'''

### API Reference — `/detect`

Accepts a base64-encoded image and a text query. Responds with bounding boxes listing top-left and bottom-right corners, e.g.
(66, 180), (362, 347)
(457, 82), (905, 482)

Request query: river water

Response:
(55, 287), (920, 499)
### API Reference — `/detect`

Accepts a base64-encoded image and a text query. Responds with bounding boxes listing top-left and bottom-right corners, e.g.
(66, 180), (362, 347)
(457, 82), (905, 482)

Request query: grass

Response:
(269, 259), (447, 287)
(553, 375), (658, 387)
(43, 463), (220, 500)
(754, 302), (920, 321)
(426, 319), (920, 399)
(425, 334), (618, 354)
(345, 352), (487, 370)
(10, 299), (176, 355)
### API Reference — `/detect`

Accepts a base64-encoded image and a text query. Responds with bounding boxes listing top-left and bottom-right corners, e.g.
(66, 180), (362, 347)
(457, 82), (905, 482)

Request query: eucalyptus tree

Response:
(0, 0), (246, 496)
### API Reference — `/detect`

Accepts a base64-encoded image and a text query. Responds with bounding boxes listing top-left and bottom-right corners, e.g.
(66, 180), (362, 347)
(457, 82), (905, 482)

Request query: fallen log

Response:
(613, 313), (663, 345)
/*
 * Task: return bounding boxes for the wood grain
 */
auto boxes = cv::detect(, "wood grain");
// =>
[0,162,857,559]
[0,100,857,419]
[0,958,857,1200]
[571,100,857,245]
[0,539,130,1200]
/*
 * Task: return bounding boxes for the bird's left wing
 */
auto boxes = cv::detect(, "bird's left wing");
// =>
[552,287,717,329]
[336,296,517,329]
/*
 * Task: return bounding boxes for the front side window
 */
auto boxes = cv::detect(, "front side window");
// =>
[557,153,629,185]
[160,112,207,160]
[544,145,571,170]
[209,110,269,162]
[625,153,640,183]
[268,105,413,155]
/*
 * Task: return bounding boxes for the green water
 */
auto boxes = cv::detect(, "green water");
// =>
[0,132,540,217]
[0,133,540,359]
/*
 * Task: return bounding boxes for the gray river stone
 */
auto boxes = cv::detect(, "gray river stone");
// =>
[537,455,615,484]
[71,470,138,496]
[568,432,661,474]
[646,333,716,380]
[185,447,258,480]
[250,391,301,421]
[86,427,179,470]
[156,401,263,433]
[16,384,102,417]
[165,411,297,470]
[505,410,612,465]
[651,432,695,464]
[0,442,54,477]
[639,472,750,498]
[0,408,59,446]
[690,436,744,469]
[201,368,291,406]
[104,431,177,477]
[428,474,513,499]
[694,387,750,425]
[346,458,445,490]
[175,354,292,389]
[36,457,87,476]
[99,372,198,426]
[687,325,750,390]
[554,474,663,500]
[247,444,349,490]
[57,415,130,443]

'''

WHAT YOU SHOULD DO
Print every line of the data above that contains the string "wood". Case counts.

OUTPUT FOR THIS TASK
 * Task: return bounding boxes for the wood grain
auto boxes = cv::detect(, "wood grain");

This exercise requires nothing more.